▸ Exercise description:
Show each line below that contains the word "white", copying the whole line.
— START Material —
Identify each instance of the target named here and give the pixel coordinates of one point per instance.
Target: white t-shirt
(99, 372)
— END Material —
— START Material —
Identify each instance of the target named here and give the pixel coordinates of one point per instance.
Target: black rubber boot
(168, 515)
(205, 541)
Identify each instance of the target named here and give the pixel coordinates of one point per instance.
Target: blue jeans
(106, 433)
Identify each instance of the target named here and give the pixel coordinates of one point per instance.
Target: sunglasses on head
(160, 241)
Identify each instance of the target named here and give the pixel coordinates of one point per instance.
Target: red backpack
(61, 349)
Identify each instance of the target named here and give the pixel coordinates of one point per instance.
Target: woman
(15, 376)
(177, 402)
— END Material —
— START Material —
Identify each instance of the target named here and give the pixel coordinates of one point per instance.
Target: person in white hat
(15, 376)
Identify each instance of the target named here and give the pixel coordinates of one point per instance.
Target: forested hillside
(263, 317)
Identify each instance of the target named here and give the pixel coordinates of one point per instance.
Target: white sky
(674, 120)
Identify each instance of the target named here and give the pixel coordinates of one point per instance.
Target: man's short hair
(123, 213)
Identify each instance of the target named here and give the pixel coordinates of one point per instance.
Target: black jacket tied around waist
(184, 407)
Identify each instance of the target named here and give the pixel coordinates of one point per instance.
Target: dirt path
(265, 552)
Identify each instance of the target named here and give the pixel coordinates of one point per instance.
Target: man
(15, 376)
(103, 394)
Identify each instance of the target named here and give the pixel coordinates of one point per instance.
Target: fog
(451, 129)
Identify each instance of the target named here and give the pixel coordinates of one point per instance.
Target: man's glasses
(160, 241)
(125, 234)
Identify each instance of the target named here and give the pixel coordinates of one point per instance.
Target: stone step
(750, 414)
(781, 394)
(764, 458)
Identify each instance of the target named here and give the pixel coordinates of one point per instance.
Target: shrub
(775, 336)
— END Material —
▸ Problem solution:
Target: white t-shirt
Target: person in white hat
Target: white sky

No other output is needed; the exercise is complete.